Return exactly the lines below, starting with the one that has "Each <instance> block" and going on through the one that has "253L622 174L501 159L422".
Start of Block
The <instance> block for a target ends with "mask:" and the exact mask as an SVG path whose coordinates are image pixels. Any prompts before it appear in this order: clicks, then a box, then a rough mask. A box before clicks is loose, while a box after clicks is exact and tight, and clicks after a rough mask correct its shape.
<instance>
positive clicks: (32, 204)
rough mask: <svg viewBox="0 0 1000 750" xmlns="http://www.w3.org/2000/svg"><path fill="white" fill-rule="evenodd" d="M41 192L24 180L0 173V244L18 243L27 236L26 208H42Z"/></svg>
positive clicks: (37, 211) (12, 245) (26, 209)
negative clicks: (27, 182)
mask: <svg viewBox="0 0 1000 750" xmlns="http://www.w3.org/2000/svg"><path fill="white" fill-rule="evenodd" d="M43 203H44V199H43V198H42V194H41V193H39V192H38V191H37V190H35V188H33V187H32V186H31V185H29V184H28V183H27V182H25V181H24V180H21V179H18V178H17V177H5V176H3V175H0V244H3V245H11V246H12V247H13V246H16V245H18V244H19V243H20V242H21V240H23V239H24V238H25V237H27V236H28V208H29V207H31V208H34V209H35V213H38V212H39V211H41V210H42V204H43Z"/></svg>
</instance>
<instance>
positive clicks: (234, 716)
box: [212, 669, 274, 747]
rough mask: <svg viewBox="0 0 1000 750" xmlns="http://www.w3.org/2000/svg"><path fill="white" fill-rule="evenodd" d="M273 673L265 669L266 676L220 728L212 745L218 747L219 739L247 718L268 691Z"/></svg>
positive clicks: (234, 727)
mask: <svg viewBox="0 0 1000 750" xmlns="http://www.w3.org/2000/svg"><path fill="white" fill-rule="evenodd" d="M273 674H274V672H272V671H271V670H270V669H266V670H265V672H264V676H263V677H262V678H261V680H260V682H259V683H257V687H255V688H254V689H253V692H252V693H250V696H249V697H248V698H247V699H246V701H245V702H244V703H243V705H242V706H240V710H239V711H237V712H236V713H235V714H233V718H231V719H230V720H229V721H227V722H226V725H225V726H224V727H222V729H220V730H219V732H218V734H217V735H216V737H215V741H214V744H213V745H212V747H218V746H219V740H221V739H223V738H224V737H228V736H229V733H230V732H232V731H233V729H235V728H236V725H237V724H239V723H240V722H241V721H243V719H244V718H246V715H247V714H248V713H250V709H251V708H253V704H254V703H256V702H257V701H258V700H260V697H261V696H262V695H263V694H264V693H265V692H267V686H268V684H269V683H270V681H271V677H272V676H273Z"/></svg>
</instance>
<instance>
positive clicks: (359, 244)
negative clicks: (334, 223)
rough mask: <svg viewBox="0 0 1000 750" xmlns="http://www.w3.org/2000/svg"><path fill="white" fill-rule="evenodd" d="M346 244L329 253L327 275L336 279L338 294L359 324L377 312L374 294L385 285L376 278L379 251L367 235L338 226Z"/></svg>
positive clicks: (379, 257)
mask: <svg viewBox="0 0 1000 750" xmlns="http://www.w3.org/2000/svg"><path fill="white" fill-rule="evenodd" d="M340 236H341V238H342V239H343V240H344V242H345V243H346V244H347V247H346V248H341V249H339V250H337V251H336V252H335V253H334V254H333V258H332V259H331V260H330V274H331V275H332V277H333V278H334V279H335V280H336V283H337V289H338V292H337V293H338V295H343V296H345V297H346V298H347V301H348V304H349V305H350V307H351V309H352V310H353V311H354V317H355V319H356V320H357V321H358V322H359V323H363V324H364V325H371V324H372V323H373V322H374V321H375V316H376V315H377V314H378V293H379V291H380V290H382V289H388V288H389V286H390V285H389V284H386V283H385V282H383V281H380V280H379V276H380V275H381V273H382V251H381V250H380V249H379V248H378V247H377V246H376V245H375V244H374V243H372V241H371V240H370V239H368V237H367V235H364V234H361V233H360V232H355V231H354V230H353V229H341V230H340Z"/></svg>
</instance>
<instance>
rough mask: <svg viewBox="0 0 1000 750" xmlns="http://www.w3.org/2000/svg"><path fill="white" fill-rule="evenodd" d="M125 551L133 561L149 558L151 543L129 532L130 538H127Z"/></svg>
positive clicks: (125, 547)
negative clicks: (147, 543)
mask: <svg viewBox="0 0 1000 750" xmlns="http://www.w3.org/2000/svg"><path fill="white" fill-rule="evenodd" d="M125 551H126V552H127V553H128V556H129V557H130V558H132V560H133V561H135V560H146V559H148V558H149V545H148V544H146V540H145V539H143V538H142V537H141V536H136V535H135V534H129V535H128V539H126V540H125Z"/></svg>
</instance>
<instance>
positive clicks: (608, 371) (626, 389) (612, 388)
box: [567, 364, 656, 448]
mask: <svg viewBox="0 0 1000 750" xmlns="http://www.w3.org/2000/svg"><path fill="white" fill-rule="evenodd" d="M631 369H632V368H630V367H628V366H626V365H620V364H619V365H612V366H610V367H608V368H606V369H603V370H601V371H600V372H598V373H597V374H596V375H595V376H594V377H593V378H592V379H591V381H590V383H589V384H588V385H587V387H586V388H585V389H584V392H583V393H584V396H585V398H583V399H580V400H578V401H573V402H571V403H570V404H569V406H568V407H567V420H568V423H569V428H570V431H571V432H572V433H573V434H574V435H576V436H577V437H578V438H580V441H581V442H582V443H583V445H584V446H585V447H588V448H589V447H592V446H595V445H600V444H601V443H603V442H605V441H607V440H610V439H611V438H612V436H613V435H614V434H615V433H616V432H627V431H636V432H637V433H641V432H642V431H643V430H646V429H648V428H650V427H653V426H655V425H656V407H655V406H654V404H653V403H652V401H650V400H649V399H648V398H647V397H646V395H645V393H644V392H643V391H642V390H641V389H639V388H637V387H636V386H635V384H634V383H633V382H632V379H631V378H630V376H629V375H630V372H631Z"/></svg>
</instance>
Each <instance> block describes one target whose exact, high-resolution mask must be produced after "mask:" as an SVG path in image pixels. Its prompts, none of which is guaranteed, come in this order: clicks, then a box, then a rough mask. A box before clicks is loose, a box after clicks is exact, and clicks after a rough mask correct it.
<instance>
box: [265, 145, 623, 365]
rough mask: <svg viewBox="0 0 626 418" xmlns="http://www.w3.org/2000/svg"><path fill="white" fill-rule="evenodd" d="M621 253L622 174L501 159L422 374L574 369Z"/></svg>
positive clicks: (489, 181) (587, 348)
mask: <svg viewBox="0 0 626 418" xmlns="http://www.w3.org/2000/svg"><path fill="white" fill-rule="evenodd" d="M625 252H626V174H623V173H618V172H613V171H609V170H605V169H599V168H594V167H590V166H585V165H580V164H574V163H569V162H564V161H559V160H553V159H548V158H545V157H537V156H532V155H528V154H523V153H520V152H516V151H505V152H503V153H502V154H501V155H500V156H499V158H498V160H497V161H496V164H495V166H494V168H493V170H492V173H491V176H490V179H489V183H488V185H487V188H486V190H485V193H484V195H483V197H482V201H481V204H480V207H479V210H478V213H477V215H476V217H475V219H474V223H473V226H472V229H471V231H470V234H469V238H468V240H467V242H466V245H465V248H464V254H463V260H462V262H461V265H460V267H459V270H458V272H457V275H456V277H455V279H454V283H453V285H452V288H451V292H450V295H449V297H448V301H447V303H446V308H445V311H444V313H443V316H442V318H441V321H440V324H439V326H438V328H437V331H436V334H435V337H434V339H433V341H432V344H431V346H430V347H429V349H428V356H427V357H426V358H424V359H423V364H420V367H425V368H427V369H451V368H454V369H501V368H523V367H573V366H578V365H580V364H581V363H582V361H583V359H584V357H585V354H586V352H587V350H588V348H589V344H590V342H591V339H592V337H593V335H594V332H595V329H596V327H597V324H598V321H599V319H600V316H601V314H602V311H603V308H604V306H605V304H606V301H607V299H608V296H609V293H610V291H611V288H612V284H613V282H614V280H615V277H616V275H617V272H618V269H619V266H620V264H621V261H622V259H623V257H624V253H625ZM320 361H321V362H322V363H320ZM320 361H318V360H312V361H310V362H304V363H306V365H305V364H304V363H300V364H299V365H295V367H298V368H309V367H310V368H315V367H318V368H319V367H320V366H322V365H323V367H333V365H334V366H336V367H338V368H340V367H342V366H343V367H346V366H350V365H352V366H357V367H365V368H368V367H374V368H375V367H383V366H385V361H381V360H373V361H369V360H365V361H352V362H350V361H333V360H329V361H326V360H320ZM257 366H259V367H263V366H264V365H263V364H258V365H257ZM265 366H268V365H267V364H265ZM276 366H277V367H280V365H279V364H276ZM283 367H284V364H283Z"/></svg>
End of Block
-- Answer for the task --
Each <instance> block describes one target whose exact, high-resolution mask must be produced after "mask:" as an SVG path in image pixels. Its prompts, none of which is guaranteed, come in this order: clicks, then a box, then a rough mask. A box before clicks is loose, a box after clicks is exact, and clicks after a rough mask correct it.
<instance>
box: [265, 145, 623, 365]
rough mask: <svg viewBox="0 0 626 418" xmlns="http://www.w3.org/2000/svg"><path fill="white" fill-rule="evenodd" d="M621 253L622 174L501 159L422 374L574 369Z"/></svg>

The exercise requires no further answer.